Nothing but the lines from the line with "marking the rocky" through the end of the data is to be copied, and each is to be copied exactly.

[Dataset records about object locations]

=-=-=-=-=

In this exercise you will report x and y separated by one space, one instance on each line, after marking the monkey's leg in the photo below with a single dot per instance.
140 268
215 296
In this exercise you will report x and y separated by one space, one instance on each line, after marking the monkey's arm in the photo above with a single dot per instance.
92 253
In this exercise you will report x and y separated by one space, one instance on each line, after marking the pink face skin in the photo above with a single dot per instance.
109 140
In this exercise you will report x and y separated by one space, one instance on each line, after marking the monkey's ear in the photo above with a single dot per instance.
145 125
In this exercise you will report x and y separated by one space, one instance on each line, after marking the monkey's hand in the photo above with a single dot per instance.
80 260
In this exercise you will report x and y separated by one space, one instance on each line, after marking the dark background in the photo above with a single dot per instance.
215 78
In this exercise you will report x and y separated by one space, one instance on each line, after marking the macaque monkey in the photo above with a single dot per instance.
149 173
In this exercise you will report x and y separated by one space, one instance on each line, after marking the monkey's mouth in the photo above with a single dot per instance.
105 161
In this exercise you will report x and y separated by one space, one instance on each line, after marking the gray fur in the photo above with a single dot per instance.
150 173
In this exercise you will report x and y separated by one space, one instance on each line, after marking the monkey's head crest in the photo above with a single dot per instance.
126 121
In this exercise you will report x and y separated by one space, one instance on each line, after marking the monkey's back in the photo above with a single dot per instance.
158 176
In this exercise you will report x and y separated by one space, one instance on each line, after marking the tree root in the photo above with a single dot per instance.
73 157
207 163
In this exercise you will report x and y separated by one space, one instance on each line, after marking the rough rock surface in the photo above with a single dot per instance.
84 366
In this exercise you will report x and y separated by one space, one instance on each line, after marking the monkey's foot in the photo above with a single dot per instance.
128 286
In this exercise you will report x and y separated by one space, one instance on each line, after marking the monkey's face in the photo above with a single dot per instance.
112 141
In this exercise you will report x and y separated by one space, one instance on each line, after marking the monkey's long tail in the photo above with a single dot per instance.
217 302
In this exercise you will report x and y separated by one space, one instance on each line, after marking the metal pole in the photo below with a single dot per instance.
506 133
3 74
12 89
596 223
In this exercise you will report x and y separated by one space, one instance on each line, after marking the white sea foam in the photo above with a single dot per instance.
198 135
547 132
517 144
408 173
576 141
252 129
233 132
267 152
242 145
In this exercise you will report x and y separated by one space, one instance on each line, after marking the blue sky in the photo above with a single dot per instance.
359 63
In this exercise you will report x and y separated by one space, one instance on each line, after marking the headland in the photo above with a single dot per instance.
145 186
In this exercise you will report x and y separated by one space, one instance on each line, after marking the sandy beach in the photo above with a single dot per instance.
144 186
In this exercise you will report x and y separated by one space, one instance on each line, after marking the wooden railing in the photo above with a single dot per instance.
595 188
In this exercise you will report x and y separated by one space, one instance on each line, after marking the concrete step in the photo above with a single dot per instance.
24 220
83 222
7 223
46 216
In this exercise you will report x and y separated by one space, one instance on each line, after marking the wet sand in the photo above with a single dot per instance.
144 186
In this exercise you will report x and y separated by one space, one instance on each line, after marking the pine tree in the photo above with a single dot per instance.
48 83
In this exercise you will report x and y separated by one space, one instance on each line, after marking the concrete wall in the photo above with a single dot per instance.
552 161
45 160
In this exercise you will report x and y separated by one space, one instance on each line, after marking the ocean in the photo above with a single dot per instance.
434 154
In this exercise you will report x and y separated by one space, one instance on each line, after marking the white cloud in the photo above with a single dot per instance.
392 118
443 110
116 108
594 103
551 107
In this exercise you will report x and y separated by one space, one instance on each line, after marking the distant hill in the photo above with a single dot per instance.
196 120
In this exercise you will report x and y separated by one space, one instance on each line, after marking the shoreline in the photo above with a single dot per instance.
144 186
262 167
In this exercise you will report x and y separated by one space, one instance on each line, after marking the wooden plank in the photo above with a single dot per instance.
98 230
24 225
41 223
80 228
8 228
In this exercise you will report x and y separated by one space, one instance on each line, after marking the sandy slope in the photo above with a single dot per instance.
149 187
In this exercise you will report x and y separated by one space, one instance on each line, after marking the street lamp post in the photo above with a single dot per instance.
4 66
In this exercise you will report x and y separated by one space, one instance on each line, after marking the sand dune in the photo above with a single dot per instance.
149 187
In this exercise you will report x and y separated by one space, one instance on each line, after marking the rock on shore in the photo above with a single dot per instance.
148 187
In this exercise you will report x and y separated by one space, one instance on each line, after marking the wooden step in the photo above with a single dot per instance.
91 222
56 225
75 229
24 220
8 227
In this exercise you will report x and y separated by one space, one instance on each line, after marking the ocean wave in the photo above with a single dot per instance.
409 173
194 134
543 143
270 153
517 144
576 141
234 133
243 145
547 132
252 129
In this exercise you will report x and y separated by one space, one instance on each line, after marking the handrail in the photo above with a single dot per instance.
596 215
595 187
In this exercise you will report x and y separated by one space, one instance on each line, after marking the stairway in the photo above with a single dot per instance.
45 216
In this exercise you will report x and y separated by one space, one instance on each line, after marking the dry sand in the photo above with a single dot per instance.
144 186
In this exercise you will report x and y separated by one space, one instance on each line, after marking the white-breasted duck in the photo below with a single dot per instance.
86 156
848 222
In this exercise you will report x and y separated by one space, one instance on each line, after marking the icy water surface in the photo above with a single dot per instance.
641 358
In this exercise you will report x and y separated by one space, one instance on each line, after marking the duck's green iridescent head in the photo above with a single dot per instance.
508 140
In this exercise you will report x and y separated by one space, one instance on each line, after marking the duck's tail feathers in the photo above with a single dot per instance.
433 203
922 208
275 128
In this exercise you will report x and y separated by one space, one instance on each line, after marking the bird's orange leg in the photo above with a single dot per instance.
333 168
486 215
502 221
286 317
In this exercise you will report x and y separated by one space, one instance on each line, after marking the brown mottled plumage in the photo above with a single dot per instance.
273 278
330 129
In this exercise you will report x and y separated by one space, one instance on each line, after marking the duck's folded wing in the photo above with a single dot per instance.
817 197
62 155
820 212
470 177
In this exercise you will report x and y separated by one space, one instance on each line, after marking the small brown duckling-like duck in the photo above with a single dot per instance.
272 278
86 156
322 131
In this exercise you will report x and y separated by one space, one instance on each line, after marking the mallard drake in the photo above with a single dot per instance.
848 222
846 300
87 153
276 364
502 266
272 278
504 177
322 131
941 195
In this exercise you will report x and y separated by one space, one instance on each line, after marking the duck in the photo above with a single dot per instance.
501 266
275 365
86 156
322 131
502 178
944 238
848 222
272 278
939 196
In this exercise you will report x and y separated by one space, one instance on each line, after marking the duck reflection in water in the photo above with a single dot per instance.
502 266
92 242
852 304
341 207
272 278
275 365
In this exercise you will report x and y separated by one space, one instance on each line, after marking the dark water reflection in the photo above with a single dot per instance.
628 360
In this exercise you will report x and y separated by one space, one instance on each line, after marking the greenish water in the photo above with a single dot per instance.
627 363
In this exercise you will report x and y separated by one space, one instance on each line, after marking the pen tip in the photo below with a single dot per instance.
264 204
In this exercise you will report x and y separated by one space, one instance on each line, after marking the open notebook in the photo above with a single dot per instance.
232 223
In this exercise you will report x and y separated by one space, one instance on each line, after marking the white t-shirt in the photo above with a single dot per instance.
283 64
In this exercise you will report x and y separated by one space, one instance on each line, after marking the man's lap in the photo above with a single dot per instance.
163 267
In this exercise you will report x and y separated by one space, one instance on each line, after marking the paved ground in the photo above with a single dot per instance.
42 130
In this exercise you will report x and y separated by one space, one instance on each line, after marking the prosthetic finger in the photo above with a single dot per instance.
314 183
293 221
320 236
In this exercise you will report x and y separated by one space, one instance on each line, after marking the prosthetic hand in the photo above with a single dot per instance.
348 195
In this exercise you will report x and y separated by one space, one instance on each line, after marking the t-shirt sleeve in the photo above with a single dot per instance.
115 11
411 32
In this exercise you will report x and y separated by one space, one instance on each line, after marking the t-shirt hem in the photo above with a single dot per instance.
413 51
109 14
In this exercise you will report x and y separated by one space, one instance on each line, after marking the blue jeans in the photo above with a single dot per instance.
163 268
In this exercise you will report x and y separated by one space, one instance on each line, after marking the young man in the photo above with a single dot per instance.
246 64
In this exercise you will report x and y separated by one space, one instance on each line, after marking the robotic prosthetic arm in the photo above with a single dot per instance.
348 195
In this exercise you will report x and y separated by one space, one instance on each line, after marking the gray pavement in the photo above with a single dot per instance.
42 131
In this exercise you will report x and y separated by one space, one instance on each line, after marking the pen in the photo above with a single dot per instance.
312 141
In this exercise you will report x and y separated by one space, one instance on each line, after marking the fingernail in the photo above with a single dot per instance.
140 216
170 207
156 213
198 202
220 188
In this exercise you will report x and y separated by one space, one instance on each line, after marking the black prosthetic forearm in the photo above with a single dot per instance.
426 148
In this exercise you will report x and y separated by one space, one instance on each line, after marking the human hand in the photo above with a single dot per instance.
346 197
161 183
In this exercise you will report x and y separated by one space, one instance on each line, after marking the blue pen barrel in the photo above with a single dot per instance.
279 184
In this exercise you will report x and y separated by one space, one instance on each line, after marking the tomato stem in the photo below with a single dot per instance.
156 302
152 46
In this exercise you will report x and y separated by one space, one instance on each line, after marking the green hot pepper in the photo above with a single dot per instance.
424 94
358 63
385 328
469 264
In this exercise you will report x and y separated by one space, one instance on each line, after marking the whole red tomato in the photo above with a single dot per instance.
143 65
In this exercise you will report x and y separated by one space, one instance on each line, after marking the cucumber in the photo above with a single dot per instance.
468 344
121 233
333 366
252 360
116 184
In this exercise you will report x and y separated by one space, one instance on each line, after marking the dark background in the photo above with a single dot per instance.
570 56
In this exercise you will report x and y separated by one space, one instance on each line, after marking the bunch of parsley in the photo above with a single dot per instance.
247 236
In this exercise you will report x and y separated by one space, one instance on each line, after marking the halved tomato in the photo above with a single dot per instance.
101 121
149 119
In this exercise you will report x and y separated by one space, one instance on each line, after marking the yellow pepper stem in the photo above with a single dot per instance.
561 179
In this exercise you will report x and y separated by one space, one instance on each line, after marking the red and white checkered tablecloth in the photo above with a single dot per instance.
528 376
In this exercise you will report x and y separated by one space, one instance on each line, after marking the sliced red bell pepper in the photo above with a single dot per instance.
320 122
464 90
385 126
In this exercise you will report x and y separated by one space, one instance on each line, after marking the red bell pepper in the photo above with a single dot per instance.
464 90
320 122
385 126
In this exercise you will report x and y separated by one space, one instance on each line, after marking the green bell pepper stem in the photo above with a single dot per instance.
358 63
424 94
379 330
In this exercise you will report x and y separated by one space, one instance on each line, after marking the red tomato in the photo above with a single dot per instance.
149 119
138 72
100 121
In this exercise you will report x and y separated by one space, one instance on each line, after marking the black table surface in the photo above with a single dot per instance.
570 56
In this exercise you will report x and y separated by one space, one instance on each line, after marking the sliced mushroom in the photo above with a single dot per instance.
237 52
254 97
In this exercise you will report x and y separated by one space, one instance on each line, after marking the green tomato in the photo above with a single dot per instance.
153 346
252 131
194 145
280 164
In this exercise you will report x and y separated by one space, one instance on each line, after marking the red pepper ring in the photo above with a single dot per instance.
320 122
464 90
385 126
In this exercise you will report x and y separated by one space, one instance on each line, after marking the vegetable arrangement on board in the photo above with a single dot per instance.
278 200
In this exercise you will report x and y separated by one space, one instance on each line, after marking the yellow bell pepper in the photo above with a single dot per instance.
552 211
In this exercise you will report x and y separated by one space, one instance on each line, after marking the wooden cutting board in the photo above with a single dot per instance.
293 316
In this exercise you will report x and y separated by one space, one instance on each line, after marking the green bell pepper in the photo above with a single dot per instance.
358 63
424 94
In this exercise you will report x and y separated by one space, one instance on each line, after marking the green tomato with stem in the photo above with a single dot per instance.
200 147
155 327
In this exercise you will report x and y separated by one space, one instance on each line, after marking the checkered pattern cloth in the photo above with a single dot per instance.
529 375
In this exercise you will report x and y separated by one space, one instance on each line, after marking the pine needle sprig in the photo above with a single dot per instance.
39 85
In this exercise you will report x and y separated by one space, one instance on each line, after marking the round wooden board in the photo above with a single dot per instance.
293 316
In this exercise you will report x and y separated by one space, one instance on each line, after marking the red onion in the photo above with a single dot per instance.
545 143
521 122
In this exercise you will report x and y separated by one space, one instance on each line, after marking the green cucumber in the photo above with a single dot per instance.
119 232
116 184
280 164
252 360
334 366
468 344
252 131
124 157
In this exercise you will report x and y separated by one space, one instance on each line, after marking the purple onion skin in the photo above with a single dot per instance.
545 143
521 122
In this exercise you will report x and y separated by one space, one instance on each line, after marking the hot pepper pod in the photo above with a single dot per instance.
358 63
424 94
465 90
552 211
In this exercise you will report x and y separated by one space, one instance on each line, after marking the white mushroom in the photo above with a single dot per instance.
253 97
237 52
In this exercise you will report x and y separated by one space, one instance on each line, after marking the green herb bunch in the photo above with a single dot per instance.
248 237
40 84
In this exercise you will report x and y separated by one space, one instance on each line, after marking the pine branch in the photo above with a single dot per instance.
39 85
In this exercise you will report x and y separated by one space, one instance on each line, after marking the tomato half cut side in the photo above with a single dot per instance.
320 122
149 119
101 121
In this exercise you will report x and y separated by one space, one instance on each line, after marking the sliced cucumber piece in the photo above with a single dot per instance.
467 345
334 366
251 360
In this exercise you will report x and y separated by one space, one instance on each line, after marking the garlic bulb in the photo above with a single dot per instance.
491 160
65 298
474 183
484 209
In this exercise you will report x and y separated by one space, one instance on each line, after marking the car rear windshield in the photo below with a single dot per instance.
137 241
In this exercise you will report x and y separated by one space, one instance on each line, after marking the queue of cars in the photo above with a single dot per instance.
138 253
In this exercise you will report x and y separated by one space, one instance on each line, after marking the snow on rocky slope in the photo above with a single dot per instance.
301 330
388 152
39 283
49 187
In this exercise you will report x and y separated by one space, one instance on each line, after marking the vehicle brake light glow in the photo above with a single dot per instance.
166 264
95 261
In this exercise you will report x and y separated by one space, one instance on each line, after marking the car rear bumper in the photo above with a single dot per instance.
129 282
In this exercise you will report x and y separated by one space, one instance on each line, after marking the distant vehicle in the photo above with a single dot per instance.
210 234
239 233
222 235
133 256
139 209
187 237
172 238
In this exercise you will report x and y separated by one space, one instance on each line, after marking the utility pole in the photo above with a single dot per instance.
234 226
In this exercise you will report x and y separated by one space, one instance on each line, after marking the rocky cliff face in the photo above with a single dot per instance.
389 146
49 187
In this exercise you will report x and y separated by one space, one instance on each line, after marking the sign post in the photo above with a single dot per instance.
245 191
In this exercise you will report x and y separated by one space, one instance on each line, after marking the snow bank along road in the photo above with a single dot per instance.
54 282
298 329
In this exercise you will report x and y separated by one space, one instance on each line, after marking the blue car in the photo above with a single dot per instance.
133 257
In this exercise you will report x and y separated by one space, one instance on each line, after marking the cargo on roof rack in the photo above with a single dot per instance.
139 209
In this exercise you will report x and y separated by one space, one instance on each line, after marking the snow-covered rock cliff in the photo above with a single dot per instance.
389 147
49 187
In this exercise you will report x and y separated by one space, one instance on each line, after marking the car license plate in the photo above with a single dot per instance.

=-=-=-=-=

TASK RESULT
In this exercise you will report x and y separated by one space, one instance on each line, after marking the rocky cliff face in the photo above with a single dot per instance.
389 146
49 187
In this exercise you will report x and y separated by one space, one instance on each line, after marking the sign post in the photo above with a single dot per instance.
245 191
In this exercise you will report x and y separated by one space, one instance on each line, after marking the snow bank along road in the photo above with a single dot per instance.
54 282
298 329
In this exercise you will report x and y separated by one space, one instance on each line, after marking the blue car in the photo above with a single dot per instance.
133 257
In this exercise you will report x and y separated by one space, one instance on each line, after marking the cargo on roof rack in the photo above with a single dot per instance.
139 209
In this exercise you will report x and y separated by one space, one instance on each line, after marking the snow-covered rock cliff in the photo above with a single dot per instance.
389 147
49 187
In this exercise you will report x and y separated by one space, one instance on each line, after marking the car license plate in the photo above with a single dot per instance.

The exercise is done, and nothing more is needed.